**Set exercise:** Copy each of the records below line for line, keeping every character unchanged.

**Listed records:**
■ ■ ■ ■
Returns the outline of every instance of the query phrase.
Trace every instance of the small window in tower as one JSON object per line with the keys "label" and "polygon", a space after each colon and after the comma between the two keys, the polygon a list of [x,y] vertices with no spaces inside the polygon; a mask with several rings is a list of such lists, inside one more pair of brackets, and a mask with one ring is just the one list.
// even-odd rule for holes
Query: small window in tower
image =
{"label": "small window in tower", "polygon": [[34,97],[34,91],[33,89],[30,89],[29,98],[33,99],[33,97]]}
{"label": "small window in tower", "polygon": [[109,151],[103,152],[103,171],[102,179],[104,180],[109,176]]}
■ ■ ■ ■
**Response to the exercise:**
Returns the outline of every instance of the query phrase.
Trace every instance of the small window in tower as one JSON object per line with the keys "label" and "polygon", a space after each colon and after the comma between the two keys, the polygon a list of [x,y] vertices with no spaces inside the polygon; a mask with several rings is a list of such lists, inside one more pair of brackets, and a mask with one ring is just the one list.
// even-odd rule for holes
Query: small window in tower
image =
{"label": "small window in tower", "polygon": [[34,97],[34,91],[33,89],[30,89],[29,98],[33,99],[33,97]]}
{"label": "small window in tower", "polygon": [[109,151],[103,152],[103,171],[102,179],[104,180],[109,176]]}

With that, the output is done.